** GIVEN RECORDS follows **

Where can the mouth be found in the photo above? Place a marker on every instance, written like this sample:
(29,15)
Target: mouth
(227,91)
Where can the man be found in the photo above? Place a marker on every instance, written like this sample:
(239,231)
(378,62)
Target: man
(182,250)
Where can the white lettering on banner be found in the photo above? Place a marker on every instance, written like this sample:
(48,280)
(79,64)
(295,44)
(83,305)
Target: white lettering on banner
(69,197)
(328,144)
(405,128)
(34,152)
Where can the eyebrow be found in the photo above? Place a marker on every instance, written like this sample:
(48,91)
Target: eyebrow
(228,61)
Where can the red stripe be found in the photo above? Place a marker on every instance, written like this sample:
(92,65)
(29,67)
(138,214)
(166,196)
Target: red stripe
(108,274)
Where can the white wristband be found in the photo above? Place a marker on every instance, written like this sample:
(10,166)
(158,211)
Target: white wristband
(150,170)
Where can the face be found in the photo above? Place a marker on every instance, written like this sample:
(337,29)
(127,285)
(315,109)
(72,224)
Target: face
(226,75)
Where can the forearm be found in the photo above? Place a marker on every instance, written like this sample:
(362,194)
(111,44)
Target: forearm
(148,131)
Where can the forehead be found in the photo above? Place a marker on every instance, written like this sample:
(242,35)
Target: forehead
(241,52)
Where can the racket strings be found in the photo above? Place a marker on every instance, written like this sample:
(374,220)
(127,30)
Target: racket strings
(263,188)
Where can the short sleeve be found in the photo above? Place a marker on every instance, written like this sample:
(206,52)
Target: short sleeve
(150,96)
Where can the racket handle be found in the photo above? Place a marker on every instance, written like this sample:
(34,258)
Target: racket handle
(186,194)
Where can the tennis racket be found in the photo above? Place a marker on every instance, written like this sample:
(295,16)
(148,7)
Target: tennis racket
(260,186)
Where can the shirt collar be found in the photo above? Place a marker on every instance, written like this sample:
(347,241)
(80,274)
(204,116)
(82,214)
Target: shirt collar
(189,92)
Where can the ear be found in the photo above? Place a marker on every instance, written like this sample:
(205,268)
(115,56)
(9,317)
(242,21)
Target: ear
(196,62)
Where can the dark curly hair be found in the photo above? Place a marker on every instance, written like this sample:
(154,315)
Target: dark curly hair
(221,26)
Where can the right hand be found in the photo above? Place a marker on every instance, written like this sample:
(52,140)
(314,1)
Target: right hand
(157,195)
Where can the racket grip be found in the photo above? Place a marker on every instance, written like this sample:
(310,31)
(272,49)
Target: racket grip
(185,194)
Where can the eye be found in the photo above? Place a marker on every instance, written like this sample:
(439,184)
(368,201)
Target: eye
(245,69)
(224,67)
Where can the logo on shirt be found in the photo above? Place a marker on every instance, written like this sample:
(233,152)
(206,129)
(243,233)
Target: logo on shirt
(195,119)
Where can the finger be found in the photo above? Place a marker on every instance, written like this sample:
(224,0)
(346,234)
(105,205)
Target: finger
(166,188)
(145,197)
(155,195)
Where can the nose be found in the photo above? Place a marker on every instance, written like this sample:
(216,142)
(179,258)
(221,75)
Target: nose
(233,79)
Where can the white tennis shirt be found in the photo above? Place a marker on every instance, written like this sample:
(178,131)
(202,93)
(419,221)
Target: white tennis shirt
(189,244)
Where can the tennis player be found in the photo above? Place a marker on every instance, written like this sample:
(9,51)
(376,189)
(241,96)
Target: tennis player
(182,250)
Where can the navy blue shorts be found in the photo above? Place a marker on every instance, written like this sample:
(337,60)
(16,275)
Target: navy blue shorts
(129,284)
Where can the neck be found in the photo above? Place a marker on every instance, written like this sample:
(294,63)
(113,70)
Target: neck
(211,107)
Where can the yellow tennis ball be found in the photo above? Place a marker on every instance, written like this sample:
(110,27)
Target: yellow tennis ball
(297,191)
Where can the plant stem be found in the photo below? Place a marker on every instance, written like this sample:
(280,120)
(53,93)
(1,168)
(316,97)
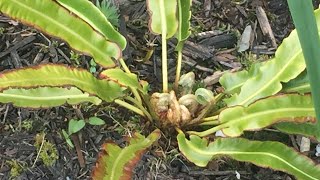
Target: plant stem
(164,47)
(124,65)
(133,90)
(140,107)
(207,132)
(212,118)
(129,106)
(178,70)
(209,123)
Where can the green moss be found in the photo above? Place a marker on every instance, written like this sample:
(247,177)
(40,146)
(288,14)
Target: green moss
(27,125)
(16,168)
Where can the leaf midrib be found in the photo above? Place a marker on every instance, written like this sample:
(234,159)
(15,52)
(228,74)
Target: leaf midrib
(53,21)
(271,81)
(195,149)
(266,112)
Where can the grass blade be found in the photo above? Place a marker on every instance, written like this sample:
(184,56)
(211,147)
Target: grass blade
(305,22)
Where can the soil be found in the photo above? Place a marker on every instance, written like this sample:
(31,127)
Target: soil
(216,27)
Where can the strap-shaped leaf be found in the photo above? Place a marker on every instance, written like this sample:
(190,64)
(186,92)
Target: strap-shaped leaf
(169,8)
(60,75)
(292,107)
(305,129)
(184,15)
(123,78)
(287,64)
(300,84)
(45,97)
(115,163)
(265,154)
(52,18)
(93,16)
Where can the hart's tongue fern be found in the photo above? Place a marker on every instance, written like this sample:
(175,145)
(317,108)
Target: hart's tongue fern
(110,11)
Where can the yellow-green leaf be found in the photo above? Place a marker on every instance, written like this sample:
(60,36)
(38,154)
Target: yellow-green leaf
(93,16)
(287,64)
(57,76)
(44,97)
(266,154)
(117,163)
(265,112)
(121,77)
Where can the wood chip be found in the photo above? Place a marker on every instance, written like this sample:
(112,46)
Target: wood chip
(18,45)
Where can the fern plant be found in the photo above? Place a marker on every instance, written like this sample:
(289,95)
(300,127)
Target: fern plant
(257,98)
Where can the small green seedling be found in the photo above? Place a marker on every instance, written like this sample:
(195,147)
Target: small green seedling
(75,126)
(93,65)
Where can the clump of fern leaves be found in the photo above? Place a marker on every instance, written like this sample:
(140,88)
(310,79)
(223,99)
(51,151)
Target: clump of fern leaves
(110,11)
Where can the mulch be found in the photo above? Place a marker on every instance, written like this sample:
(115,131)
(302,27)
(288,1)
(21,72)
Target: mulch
(216,26)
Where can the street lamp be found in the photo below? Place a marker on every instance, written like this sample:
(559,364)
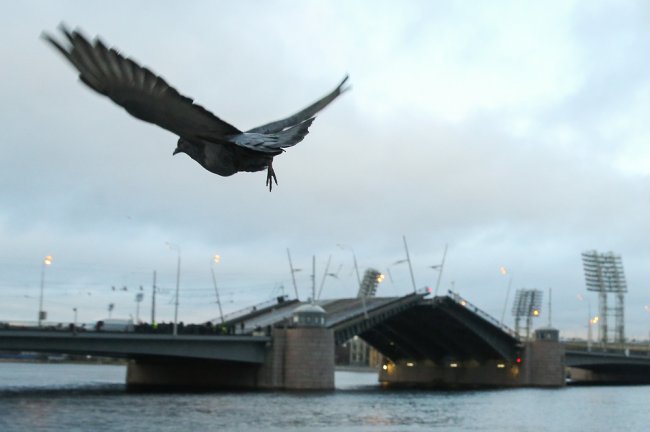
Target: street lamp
(354,258)
(178,281)
(47,261)
(216,260)
(439,267)
(408,259)
(590,320)
(504,272)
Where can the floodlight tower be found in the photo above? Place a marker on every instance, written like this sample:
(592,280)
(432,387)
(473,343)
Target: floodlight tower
(604,274)
(368,287)
(528,304)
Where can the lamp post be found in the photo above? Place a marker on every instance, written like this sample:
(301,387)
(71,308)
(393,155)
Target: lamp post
(590,320)
(408,259)
(178,282)
(504,272)
(47,261)
(354,258)
(216,260)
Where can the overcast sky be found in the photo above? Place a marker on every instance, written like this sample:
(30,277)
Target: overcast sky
(515,132)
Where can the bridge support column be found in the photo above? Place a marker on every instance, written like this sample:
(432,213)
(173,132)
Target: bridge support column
(543,360)
(302,357)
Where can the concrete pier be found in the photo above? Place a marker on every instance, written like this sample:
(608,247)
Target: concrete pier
(299,357)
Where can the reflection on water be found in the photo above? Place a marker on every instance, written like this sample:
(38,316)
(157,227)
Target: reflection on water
(44,397)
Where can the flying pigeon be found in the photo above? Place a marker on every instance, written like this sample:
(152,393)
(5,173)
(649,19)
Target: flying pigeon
(216,145)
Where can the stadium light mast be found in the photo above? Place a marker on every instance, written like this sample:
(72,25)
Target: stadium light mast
(604,275)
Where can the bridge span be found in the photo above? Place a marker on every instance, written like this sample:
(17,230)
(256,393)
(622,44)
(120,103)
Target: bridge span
(441,342)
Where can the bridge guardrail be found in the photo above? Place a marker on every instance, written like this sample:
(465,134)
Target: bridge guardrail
(461,301)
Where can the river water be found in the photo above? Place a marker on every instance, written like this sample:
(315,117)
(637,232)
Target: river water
(70,397)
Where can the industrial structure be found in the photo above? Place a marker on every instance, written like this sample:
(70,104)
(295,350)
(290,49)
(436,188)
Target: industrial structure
(528,305)
(604,275)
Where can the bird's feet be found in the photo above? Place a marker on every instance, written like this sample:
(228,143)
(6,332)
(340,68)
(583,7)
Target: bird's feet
(270,177)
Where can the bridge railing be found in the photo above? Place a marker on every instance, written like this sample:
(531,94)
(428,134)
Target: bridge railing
(255,308)
(489,318)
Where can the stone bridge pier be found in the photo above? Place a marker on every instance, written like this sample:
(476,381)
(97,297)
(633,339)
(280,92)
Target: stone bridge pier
(299,356)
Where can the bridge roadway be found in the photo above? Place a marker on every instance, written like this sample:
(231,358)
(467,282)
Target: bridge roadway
(139,346)
(408,327)
(413,328)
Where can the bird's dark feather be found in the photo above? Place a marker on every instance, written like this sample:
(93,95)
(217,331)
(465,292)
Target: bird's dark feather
(142,93)
(304,114)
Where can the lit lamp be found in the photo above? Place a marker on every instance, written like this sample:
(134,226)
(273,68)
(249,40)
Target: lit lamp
(178,282)
(216,260)
(47,261)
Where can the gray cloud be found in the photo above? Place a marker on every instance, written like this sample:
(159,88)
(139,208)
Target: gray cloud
(504,131)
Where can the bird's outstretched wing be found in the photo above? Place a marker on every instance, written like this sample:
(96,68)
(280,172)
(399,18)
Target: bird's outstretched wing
(143,94)
(299,117)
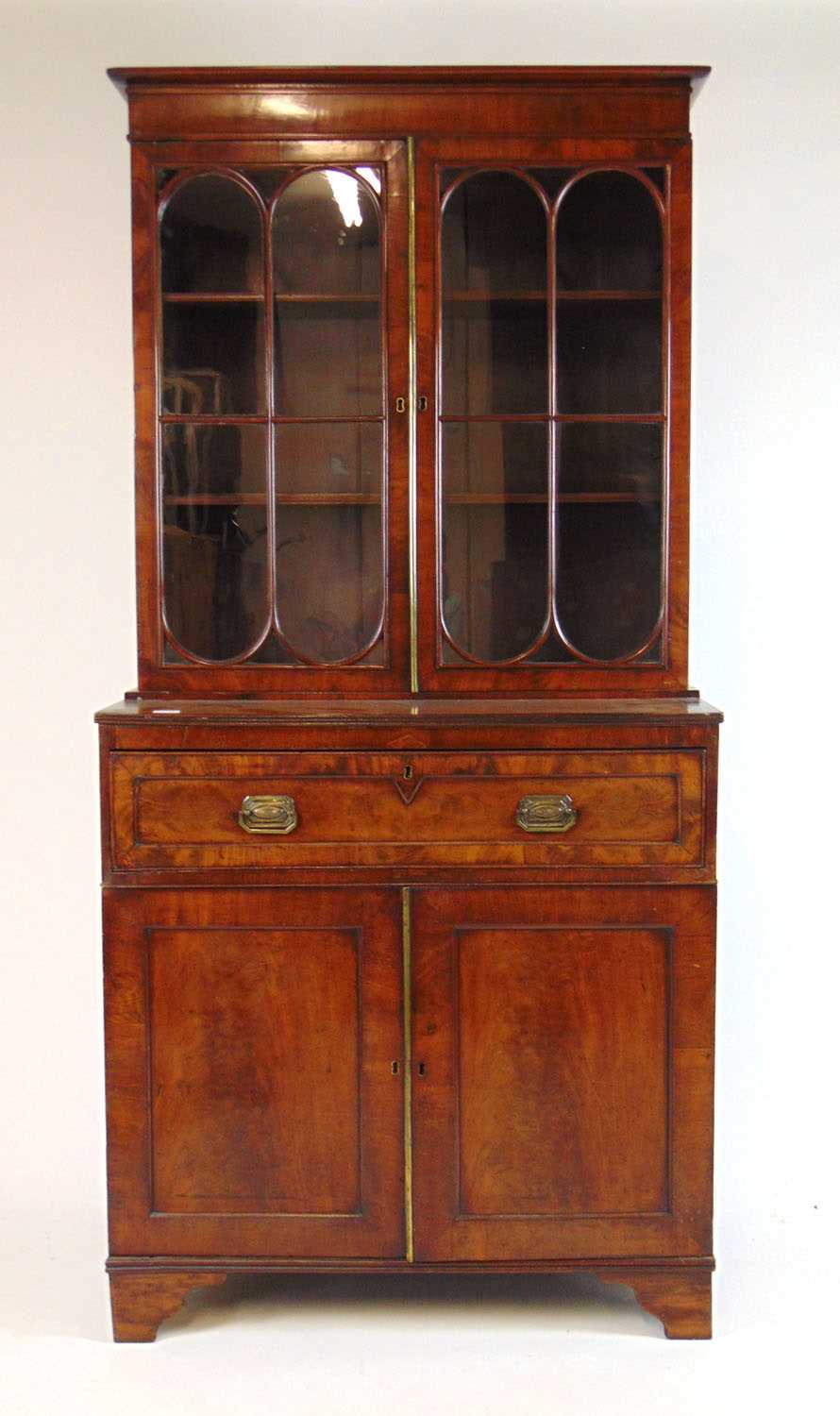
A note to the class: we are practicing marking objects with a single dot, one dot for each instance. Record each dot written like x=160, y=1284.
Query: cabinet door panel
x=249, y=1110
x=551, y=449
x=274, y=515
x=563, y=1084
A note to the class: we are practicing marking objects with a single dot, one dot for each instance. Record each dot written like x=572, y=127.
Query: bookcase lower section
x=146, y=1291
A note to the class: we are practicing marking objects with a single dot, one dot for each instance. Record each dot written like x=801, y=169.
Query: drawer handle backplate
x=548, y=813
x=268, y=816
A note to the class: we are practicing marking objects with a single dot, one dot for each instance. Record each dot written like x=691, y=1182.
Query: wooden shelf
x=326, y=299
x=288, y=498
x=522, y=296
x=204, y=297
x=502, y=498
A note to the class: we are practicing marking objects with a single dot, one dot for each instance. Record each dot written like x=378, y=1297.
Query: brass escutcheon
x=268, y=816
x=546, y=813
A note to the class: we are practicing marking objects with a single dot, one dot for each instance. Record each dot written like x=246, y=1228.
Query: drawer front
x=209, y=810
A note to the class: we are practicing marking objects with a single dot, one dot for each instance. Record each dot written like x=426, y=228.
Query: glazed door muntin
x=364, y=517
x=553, y=645
x=543, y=1124
x=252, y=1102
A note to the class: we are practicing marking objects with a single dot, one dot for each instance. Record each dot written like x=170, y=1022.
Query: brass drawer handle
x=550, y=813
x=268, y=816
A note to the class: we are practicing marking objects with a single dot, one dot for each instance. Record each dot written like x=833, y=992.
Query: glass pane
x=214, y=571
x=328, y=359
x=494, y=237
x=201, y=461
x=212, y=359
x=608, y=357
x=494, y=339
x=619, y=459
x=328, y=459
x=326, y=237
x=328, y=317
x=610, y=566
x=495, y=459
x=608, y=235
x=495, y=577
x=211, y=238
x=328, y=578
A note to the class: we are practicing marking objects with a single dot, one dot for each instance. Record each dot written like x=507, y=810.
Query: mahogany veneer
x=407, y=1030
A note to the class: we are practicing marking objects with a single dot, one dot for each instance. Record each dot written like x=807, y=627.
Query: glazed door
x=255, y=1090
x=563, y=1072
x=274, y=495
x=553, y=322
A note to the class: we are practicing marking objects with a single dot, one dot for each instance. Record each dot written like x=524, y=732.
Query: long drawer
x=221, y=810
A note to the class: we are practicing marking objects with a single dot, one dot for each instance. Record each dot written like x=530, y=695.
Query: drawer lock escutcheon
x=546, y=813
x=268, y=816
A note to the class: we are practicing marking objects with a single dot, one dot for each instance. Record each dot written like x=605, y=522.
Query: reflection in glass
x=608, y=235
x=494, y=237
x=211, y=238
x=214, y=577
x=608, y=357
x=330, y=578
x=326, y=237
x=212, y=359
x=616, y=459
x=328, y=459
x=328, y=359
x=495, y=459
x=201, y=459
x=495, y=345
x=608, y=575
x=495, y=577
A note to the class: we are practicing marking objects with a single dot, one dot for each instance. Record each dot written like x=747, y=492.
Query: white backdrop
x=766, y=135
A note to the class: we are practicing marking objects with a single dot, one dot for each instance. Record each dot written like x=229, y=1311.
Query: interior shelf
x=305, y=297
x=499, y=498
x=519, y=296
x=288, y=498
x=209, y=297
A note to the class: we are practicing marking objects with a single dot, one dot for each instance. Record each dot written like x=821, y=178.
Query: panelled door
x=563, y=1072
x=255, y=1090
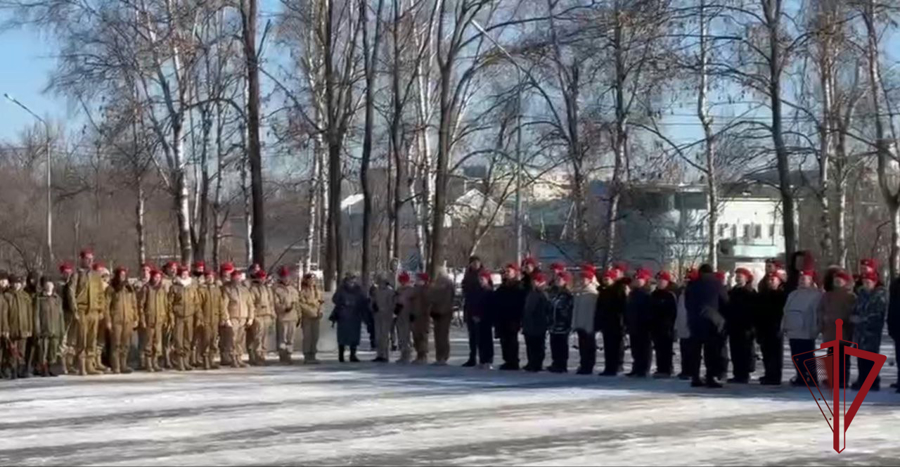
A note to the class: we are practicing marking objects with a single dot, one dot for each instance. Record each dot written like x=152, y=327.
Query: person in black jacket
x=767, y=325
x=561, y=309
x=638, y=316
x=507, y=304
x=665, y=308
x=742, y=305
x=536, y=323
x=705, y=300
x=611, y=304
x=471, y=285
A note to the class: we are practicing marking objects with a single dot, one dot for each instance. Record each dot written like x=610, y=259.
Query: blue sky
x=26, y=59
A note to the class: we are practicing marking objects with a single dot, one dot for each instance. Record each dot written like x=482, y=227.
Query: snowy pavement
x=370, y=414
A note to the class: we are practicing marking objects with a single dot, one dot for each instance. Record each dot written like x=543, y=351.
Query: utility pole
x=49, y=257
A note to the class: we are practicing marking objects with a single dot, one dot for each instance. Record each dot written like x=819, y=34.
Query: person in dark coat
x=350, y=308
x=662, y=323
x=638, y=318
x=894, y=323
x=767, y=326
x=705, y=300
x=507, y=304
x=471, y=285
x=561, y=309
x=536, y=323
x=611, y=303
x=742, y=304
x=482, y=310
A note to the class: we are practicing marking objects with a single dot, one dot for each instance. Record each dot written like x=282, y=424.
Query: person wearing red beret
x=742, y=306
x=665, y=309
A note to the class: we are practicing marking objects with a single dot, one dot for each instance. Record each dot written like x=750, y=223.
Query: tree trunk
x=254, y=151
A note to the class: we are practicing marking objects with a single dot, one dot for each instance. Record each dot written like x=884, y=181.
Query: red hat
x=744, y=272
x=870, y=276
x=403, y=278
x=642, y=273
x=869, y=263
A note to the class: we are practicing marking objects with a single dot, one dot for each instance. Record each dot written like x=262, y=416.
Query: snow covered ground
x=370, y=414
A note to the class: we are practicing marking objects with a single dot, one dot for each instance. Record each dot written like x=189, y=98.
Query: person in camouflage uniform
x=21, y=323
x=264, y=314
x=868, y=323
x=287, y=306
x=184, y=300
x=151, y=321
x=123, y=319
x=49, y=326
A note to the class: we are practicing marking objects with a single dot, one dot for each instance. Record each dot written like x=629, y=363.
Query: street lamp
x=49, y=180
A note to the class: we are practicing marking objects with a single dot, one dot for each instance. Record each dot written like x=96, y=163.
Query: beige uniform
x=122, y=316
x=310, y=302
x=264, y=317
x=287, y=312
x=152, y=320
x=89, y=309
x=184, y=301
x=385, y=298
x=239, y=305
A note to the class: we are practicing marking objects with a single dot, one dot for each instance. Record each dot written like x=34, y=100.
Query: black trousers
x=509, y=347
x=535, y=349
x=473, y=329
x=802, y=346
x=587, y=350
x=641, y=351
x=772, y=347
x=612, y=350
x=559, y=351
x=486, y=344
x=743, y=356
x=663, y=340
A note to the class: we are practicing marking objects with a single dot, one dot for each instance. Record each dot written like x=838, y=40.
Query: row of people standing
x=712, y=323
x=182, y=318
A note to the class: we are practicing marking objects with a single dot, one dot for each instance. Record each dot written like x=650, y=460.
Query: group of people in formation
x=711, y=322
x=183, y=318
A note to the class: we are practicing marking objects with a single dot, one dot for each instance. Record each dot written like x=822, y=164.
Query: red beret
x=403, y=278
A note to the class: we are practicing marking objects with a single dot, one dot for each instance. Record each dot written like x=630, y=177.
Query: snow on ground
x=370, y=414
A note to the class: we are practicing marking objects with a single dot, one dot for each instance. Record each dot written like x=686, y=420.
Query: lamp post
x=49, y=179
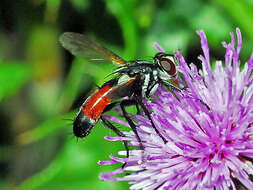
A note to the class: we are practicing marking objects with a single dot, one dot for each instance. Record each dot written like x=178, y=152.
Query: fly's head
x=166, y=66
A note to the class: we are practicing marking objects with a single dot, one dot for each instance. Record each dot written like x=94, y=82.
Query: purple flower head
x=208, y=126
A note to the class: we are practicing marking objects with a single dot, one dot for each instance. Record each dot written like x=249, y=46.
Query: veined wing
x=82, y=46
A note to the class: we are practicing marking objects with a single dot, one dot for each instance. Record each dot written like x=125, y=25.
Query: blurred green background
x=42, y=85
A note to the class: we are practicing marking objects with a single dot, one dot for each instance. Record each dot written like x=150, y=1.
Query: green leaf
x=13, y=75
x=45, y=129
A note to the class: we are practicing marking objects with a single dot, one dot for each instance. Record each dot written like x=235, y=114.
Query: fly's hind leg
x=108, y=124
x=146, y=111
x=123, y=105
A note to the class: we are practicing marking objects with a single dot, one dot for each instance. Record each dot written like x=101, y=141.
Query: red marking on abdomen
x=96, y=103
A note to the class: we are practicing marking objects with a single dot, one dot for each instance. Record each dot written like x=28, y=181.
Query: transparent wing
x=82, y=46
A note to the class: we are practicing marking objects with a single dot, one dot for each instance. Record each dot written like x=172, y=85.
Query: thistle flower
x=209, y=128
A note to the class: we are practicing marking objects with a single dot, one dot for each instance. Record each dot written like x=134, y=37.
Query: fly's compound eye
x=168, y=64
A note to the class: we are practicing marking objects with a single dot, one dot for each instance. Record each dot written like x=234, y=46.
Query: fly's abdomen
x=95, y=104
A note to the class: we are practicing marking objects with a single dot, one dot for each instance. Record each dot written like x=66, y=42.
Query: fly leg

** End of GIVEN RECORDS **

WHAT THE EXERCISE ASKS: In the data above, find the line with "Query: black trousers" and the line with "like x=838, y=40.". Retype both, plus every line between them, exactly.

WRITTEN RESPONSE:
Query: black trousers
x=509, y=347
x=535, y=349
x=473, y=329
x=802, y=346
x=587, y=350
x=641, y=351
x=772, y=347
x=612, y=350
x=559, y=351
x=486, y=344
x=743, y=356
x=663, y=340
A note to the class: we are practicing marking objects with a single dot, one dot for each instance. Record each dot written like x=838, y=40.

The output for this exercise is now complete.